■ Document extract ■
* * *
What impact do you expect AI to have on the way markets function, say, over the next five years?
All right, so you've got the trading firms are all using AI now to try to basically speed up their models to try to do it better.
And they're all using it and they're all using it now and they're speeding up their models and trying to train their models to be faster and faster for their algorithmic and quantitative trading.
So that's happening now. Now, I think what you're going to see is it's going to go all the way through the financial markets,
which will happen is the work that people are doing that is not clever, that is not fundamental,
will be done more and more by machines.
There'll be less outsourcing to India, less outsourcing to offshoring, and more computers doing it.
But what it's going to do is it's going to create more high-paying jobs. So the smart people are going to do better.
Capable people who can help AI do a better job are going to do better.
And the jobs that are just more functionally, you know, dotting I's and crossing T's,
I think those jobs, especially the ones in India and things like that,
they're just going to be reduced, and AI's going to do it better.
So more efficient, better. But like, I think we're going to have more people employed in New York
and in London on high paying jobs, doing a great job because that's what AI needs. It needs smart
people telling it where to go. It's not telling the smart people where to go. People get that
backward. And NVIDIA, I mean, how awesome is that? Three trillion. I love three trillion. It means it means that BGC's got a long way to go.
Well, on that note, we appreciate your insights, Howard. Howard Lutnick,
thanks for joining us on our own Bob Fasani. Thank you.
Time now for a CNBC News Update with Seema Modi. Seema.
Morgan, top House Republicans send criminal referrals to the
Department of Justice today recommending charges be brought against Hunter Biden and James Biden,
President Joe Biden's brother. The letter accuses the president's relatives of lying to Congress in
an effort to hinder the impeachment inquiry into Joe Biden. It comes as Hunter Biden has been
standing trial since Monday on unrelated gun charges in a Delaware federal court. UK Prime Minister Rishi Sunak has put forward JP Morgan
Chase CEO Jamie Dimon and former Google CEO Eric Schmidt for UK honors, that according to the
Financial Times. Now, it's unclear what level of honor the two men could receive, but one of Sunak's ministers telling the FT that Diamond would be, quote, a strong candidate for a knighthood. And India's Prime Minister
Narendra Modi able to secure a coalition and the backing of two parties to lead the country for a
third term. This after his party failed to secure an outright majority in the national election,
guys, for the first time in 10 years. Back to you.
All right, Seema Modi, thank you. Up next, the CEO of Archer Aviation is going to join us,
along with the managing director of United Airline Ventures, as the FAA paves the way
for electric air taxis. And another check here on today's overtime movers. We're going to be right back.
Welcome back to Overtime.
* * *
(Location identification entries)
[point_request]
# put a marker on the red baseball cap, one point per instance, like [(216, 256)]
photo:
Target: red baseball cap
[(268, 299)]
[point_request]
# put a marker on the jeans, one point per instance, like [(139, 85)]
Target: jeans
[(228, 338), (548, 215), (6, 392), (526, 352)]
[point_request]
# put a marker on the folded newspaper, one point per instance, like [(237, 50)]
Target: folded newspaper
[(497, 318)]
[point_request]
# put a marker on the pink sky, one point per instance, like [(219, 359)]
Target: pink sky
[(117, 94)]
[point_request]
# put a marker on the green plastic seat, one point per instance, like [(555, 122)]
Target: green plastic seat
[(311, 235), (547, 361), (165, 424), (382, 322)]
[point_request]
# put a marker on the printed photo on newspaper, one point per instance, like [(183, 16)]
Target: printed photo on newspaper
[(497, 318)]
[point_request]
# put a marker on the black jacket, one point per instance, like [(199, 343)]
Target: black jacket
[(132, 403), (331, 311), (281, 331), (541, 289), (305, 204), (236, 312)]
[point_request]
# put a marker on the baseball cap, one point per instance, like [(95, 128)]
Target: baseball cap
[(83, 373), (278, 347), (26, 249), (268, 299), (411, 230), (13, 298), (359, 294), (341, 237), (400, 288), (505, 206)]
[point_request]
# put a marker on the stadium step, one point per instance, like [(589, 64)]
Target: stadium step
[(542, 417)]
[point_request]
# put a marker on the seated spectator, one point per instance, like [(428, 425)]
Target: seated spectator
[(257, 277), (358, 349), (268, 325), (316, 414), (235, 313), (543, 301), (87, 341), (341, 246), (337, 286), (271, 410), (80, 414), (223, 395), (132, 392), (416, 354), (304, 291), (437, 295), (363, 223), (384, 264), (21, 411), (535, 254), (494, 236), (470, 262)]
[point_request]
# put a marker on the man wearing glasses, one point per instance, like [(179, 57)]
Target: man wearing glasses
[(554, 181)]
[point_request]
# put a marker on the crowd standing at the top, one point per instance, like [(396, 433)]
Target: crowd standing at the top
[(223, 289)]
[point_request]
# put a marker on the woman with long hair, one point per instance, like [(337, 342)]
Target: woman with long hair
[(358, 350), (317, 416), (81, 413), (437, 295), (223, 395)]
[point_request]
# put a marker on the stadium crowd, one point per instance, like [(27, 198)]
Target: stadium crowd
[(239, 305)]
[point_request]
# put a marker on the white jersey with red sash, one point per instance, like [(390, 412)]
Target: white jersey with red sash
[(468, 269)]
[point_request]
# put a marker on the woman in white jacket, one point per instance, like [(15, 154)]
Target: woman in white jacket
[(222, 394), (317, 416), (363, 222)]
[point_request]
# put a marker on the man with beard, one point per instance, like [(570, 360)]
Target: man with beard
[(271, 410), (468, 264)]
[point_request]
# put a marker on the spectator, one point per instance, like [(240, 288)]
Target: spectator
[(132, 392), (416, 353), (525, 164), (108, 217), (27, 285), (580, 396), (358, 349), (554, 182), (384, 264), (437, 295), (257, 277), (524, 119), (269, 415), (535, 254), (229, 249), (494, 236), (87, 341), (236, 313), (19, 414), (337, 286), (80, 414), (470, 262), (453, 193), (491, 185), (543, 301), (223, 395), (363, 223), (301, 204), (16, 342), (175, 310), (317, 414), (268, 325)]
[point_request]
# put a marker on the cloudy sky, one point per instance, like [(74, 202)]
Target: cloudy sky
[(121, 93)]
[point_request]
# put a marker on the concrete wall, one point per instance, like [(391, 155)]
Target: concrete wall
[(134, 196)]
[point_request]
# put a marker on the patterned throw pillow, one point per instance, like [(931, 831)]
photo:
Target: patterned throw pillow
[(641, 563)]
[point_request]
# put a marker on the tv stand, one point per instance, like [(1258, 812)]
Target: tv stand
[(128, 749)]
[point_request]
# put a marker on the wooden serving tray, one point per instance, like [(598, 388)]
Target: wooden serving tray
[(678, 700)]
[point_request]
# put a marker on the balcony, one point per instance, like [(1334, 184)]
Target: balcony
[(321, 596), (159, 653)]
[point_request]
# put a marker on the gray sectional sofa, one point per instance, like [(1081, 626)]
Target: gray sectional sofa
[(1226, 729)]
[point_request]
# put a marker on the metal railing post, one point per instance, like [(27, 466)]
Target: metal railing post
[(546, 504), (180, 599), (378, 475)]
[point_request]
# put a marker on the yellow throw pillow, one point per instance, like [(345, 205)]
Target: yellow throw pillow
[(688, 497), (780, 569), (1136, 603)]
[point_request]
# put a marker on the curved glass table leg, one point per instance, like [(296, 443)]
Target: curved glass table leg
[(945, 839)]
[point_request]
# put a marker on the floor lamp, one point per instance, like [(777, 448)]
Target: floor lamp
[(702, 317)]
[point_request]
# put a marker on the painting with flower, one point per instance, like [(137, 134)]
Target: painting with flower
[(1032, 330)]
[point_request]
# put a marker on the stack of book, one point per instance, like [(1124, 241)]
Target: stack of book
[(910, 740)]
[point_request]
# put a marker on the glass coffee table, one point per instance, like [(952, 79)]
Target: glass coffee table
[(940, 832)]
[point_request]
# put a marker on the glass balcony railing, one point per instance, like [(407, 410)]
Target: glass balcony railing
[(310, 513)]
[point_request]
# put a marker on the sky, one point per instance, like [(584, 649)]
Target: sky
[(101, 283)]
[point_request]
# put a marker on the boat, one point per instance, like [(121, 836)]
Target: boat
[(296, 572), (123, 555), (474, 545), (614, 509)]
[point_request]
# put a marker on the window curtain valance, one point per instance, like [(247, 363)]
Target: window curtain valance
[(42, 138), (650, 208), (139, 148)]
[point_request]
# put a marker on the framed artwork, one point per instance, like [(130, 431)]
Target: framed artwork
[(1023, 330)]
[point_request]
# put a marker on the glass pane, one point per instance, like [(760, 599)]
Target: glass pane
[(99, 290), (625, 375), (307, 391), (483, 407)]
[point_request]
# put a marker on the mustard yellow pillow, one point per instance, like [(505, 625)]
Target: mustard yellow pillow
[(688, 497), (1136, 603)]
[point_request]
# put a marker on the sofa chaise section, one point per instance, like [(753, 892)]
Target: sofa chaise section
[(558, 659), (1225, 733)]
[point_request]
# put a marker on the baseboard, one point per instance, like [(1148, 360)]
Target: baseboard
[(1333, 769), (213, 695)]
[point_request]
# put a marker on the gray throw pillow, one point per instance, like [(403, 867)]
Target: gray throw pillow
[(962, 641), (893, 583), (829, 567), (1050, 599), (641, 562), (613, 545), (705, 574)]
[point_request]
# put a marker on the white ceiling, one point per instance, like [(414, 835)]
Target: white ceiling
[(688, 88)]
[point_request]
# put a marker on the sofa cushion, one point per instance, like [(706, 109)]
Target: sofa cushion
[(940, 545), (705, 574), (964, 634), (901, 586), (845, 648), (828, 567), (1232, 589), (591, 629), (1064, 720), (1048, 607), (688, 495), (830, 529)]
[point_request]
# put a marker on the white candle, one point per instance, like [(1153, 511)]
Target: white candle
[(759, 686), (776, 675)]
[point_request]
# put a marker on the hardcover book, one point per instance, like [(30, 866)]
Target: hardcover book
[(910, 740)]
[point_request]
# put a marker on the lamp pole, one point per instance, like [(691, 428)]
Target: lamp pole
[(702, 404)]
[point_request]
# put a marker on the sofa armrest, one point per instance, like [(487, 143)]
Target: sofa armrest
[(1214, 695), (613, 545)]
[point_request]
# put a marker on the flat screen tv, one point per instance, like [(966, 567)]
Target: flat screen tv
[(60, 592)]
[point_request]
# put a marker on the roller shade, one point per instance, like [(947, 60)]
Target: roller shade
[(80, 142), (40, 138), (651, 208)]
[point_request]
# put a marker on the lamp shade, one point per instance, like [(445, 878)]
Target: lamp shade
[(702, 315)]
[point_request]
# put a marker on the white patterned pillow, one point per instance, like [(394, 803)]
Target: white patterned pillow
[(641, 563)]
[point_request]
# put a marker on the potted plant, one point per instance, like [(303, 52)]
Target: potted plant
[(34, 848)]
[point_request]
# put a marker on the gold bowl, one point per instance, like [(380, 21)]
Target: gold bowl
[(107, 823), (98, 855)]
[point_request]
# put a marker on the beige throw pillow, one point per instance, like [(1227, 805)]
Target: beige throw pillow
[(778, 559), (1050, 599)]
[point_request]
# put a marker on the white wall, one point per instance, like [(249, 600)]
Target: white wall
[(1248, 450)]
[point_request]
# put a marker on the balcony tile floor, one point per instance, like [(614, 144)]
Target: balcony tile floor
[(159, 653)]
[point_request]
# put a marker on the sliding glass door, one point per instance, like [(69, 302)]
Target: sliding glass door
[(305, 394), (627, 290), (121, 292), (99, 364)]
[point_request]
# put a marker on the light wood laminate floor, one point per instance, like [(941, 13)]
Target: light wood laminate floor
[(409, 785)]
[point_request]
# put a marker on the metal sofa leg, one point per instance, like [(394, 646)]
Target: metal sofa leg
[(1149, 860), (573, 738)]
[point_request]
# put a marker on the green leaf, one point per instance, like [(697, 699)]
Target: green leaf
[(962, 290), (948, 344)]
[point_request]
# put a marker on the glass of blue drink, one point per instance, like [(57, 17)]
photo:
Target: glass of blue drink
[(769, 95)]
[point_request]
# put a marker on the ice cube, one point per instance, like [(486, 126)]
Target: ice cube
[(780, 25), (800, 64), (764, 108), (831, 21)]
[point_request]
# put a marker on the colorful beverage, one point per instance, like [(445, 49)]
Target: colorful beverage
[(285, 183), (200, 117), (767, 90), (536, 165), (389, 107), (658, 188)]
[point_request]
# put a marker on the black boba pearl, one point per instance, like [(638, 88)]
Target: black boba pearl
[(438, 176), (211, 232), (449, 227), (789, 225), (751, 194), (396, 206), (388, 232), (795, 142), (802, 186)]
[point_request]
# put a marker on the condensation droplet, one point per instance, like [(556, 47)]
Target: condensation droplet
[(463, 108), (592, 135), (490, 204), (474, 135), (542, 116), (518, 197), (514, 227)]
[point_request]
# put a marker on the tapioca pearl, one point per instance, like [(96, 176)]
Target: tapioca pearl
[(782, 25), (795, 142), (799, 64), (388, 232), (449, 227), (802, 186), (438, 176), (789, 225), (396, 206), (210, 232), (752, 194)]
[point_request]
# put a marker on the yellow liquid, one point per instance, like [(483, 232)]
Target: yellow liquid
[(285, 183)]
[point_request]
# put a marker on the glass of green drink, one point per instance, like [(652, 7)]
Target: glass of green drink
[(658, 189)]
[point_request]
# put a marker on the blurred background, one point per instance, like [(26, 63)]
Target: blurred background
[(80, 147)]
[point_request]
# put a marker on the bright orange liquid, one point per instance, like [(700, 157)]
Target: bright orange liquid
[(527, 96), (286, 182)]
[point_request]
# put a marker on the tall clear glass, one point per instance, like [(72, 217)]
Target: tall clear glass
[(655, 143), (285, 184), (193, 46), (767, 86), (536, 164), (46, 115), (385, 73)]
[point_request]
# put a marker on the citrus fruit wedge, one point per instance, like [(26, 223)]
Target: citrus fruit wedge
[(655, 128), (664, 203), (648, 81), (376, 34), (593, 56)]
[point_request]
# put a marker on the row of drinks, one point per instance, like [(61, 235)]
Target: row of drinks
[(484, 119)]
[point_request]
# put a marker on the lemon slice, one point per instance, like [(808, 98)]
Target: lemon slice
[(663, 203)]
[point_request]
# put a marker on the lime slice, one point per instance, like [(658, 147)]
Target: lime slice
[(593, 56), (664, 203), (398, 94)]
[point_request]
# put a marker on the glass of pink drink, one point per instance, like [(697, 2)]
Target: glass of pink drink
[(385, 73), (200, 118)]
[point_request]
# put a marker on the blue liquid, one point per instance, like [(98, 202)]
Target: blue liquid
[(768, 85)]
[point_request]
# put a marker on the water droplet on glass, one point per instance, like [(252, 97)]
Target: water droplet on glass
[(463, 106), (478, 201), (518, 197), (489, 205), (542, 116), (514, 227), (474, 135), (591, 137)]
* * *
■ List of tasks ■
A - According to the broadcast transcript, whom did UK Prime Minister Rishi Sunak put forward for UK honors?
B - Please repeat everything in the broadcast transcript from "And the jobs" down to "Seema Modi. Seema.".
C - In one to three sentences, explain why Howard Lutnick expects more people in high-paying jobs in New York and London, according to the broadcast transcript.
These records are material separate from the broadcast transcript.

■ Task-by-task results ■
A - JP Morgan Chase CEO Jamie Dimon and former Google CEO Eric Schmidt.

B -
And the jobs that are just more functionally, you know, dotting I's and crossing T's,
I think those jobs, especially the ones in India and things like that,
they're just going to be reduced, and AI's going to do it better.
So more efficient, better. But like, I think we're going to have more people employed in New York
and in London on high paying jobs, doing a great job because that's what AI needs. It needs smart
people telling it where to go. It's not telling the smart people where to go. People get that
backward. And NVIDIA, I mean, how awesome is that? Three trillion. I love three trillion. It means it means that BGC's got a long way to go.
Well, on that note, we appreciate your insights, Howard. Howard Lutnick,
thanks for joining us on our own Bob Fasani. Thank you.
Time now for a CNBC News Update with Seema Modi. Seema.

C - AI needs smart people telling it where to go, so capable people who can help AI do a better job will do better. Lutnick says AI isn't the one telling smart people where to go, and people get that backward.